◆ Estratto ◆
┌──

Chiudere le 10 sedi disclocate lungo lo stivale, spostare tutti i lavoratori a Milano ma per due anni obbligarli allo smart working da casa per l’80 per cento del tempo. E dopo, si vedrà. È questo il progetto di Zurich Assicurazioni, 1.200 dipendenti in Italia, 166 dei quali divisi negli uffici a Bari, Brescia, Firenze, Genova, Modena, Napoli, Padova, Rimini, Roma, Torino. Una riorganizzazione dettata dall’esigenza, dicono dall’azienda, di concentrare la produzione e di ottimizzare i costi fissi.

La pandemia ha insegnato molte cose alle aziende, prima fra tutte la possibilità di risparmiare, semplicemente chiudendo le sedi e trasferendo i dipendenti. Un processo che nel settore assicurativo e bancario era già in atto prima della crisi sanitaria, ma che lo smart forzato per contenere i contagi ha accelerato. E che rischia di diventare un nuovo modello, a cui si sono opposti subito i lavoratrici e le lavoratori, i delegati, i sindacati di categoria Fisac Cgil, First Cisl, Fna, Snfia, Uilca con argomentazioni così convincenti che l’amministratore delegato della Zurich ha ritenuto opportuno sospendere tutto.

└──

◆ Cosa fare ◆
a) Trascrivi dall'articolo su Zurich il passo che parte da "La pandemia ha" e arriva fino a "opportuno sospendere tutto.".
b) Scrivi il seguito dell'articolo su Zurich, cominciando subito dopo la sua ultima frase.
Il materiale che segue non ha niente a che fare con l'articolo su Zurich.

◆ Il materiale ◆

┌──

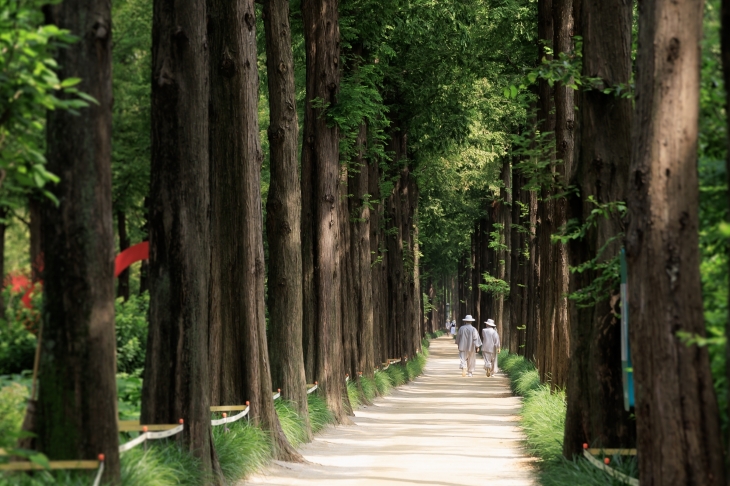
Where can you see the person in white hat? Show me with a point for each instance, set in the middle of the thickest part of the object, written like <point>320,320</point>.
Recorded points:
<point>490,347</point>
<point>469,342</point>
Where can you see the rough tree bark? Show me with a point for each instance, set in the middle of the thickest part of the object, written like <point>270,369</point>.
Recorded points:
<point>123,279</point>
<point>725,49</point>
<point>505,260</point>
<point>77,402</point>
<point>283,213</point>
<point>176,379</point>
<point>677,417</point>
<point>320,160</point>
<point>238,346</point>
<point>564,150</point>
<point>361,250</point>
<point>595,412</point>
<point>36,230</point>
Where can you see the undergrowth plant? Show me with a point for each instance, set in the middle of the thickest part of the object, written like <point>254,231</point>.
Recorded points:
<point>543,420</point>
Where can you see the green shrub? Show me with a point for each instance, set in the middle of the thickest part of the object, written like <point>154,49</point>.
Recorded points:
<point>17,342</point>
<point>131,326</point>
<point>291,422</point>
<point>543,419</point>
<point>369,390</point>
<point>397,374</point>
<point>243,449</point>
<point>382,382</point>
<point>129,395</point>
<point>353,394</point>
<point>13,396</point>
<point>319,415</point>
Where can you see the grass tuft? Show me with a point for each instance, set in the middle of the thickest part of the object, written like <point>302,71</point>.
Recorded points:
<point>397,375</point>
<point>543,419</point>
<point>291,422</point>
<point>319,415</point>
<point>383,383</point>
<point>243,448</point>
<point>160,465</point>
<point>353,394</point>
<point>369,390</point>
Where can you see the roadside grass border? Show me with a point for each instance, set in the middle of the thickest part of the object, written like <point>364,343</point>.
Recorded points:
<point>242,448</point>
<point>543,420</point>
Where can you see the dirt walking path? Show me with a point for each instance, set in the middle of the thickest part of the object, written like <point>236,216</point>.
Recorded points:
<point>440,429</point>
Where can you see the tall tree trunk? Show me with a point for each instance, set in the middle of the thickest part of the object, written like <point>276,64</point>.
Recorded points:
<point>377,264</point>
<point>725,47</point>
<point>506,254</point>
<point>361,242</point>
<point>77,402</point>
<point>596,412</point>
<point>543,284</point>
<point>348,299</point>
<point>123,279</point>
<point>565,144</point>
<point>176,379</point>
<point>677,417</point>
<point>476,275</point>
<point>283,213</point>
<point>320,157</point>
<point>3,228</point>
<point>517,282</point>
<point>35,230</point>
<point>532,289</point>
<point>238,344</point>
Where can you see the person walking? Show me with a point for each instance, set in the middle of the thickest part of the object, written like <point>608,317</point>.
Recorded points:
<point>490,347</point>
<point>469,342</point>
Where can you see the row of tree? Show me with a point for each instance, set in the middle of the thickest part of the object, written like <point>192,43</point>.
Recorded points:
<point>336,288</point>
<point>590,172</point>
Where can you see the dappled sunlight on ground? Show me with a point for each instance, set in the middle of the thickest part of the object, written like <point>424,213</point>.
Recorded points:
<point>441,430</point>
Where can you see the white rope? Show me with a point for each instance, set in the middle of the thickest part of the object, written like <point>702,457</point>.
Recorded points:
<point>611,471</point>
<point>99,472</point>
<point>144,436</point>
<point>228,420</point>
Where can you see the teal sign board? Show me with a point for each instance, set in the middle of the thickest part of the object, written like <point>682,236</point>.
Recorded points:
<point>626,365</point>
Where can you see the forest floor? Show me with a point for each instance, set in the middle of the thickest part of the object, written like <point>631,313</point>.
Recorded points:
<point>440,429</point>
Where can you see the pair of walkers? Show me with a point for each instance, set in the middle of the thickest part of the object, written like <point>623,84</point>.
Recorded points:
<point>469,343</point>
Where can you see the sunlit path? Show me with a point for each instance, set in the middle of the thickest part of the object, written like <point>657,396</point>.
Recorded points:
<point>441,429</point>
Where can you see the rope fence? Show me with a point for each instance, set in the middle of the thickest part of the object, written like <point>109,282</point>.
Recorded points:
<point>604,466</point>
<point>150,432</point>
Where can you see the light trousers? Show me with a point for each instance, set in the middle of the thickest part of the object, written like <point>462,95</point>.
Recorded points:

└──

◆ Le risposte ◆
a)
La pandemia ha insegnato molte cose alle aziende, prima fra tutte la possibilità di risparmiare, semplicemente chiudendo le sedi e trasferendo i dipendenti. Un processo che nel settore assicurativo e bancario era già in atto prima della crisi sanitaria, ma che lo smart forzato per contenere i contagi ha accelerato. E che rischia di diventare un nuovo modello, a cui si sono opposti subito i lavoratrici e le lavoratori, i delegati, i sindacati di categoria Fisac Cgil, First Cisl, Fna, Snfia, Uilca con argomentazioni così convincenti che l’amministratore delegato della Zurich ha ritenuto opportuno sospendere tutto.

b)
“Si tratta di un modello che pone un problema di sistema perché abbina in modo improprio il taglio dei costi fissi all’uso dello smart working – spiega Luca Manenti, Rsa Fisac Cgil di Zurich -. Un conto è l’idea del lavoro agile inteso come strumento per accrescere la produttività e migliorare il benessere, com’è nello spirito della legge che lo regola. Altra cosa è ricorrervi come scorciatoia per ottenere risparmi sui costi fissi. Senza contare il potenziale impatto negativo sui diritti della clientela. Un modello come quello ipotizzato non garantisce un servizio efficiente, puntuale e omogeneo sull’intero territorio nazionale, come Ivass ha sempre richiesto e sollecitato, nell’organizzazione adibita alla liquidazione in particolare di sinistri del ramo Rc auto”.

C’è poi un altro fattore: le assicurazioni svolgono un ruolo strategico di sostegno e rilancio dell’economia reale, mentre chiudere le sedi contribuisce a una sorta di desertificazione del territorio, creando ulteriore divario tra le diverse aree del Paese. E contrasta anche con il positivo stato di salute del settore. “Abbiamo chiesto all’azienda di fermarsi a pensare e riflettere e siamo stati ascoltati – conclude Manenti -. Una retromarcia che ci fa ben sperare, convinti che un modello del genere sia da respingere”.